▶ **Passage shown**:
┌──

There's a much harder-nosed definition of sustainability available to us, but it gets scant attention on most campuses.  Behavior can be described as sustainable if, to the best of anyone's knowledge, there's no reason it can't be continued forever.  Not just for the foreseeable future.  Not just for seven (or any other finite number of) generations.  Forever.  Which isn't to say, of course, that future advances in knowledge won't teach us that behaviors we thought to be sustainable actually aren't.  But it is to say that we stop doing things we know can't be sustained.  Behaviors which fly in the face of obvious physical limits.

I summarize sustainable behavior in three simple rules:

  1. Don't use up any resource faster than it can be regenerated.  For instance, don't burn more wood annually than your woodlot produces in a typical year.  Don't try to get 15 gallons per minute out of a 12 gpm water well.  Don't try to graze more cattle than your pasture can support.  Of course, if we're talking mineral resources and fossil fuels, this translates into don't use them at all, because (in human terms) they simply don't regenerate.

└──

▶ **A block of data**:
┌──

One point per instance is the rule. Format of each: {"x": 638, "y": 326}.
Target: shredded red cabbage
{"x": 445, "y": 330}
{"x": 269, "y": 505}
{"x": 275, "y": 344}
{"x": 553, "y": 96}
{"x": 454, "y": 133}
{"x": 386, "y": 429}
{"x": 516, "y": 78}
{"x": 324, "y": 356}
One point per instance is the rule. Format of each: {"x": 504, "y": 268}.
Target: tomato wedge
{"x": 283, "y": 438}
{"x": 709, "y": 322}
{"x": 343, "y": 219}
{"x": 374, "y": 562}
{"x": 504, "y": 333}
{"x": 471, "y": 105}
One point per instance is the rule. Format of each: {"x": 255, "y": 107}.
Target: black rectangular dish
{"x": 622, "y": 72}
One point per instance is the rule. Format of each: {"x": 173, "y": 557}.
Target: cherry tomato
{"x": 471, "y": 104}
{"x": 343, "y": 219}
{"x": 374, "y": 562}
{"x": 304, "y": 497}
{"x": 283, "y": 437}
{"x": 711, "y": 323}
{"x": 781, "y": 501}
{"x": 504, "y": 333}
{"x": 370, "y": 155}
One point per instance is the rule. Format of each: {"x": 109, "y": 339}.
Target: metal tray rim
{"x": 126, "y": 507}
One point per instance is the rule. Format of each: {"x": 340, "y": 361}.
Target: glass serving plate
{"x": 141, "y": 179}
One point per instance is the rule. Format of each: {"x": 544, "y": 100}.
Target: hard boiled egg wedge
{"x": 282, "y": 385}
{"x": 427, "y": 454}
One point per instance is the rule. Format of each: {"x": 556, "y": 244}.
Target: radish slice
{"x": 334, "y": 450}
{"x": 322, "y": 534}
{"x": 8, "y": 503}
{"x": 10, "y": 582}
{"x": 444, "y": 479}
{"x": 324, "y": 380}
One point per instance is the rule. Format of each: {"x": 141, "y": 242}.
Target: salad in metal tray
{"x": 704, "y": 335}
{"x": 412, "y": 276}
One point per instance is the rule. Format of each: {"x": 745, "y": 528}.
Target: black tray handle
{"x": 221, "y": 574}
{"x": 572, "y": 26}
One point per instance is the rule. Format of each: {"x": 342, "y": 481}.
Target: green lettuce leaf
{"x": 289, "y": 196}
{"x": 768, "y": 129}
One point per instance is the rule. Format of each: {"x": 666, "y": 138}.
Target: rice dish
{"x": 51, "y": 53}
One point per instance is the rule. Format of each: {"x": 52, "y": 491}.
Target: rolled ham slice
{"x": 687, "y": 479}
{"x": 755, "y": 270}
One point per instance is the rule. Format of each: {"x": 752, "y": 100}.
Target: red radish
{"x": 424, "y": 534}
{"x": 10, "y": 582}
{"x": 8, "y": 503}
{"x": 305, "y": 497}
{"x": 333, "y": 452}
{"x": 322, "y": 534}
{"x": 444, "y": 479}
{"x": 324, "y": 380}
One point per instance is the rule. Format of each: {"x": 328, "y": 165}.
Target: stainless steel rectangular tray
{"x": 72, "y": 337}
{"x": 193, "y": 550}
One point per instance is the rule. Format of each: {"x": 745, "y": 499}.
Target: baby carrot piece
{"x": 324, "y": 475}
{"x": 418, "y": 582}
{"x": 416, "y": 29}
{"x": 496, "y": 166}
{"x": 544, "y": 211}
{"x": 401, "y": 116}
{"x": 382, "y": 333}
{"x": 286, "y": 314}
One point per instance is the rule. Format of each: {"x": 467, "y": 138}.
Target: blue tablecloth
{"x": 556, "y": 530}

└──

▶ **Parts of the exercise**:
a: In the passage on sustainability, how much wood does the first rule say you may burn each year?
b: Write the next part of the passage on sustainable behavior, starting after its last sentence.
The material is separate from the sustainability passage.

▶ **Exercise answers**:
a: No more than your woodlot produces in a typical year.

b:
  2. Don't utilize any sink faster than it can regenerate.  For instance, don't generate animal manure faster than you can utilize or sell it.  Don't have ten people using a septic sanitary system that was sized for five.  Don't create higher levels of agricultural runoff than the riparian system can handle.  And don't generate nuclear waste when you have no real plan for handling it.
  3. Don't poison the environment.  Not the streams, not the oceans, not the air, not the soil.  Think about herbicides, pesticides, fungicides.  Think about arsenic and other heavy metals resulting from mining operations.  Think about the salinization of agricultural land that results from deep-well irrigation.  (The Romans knew that if you sowed salt into the fields, crops would never grow again.  Somehow, in the 2000 intervening years, we seem to have forgotten that fact.)

An internally-consistent vision of a sustainable society will have to honor these three constraints.  Which, of course, will make any such society far different from the one we see every day on every campus I know.  That level of difference, and the degree of challenge it implies, scares people.  And it scares institutions even worse.  So we satisfice with something less.  We focus on energy efficiency, and thermostat set-points, and recycling, and fuel mileage.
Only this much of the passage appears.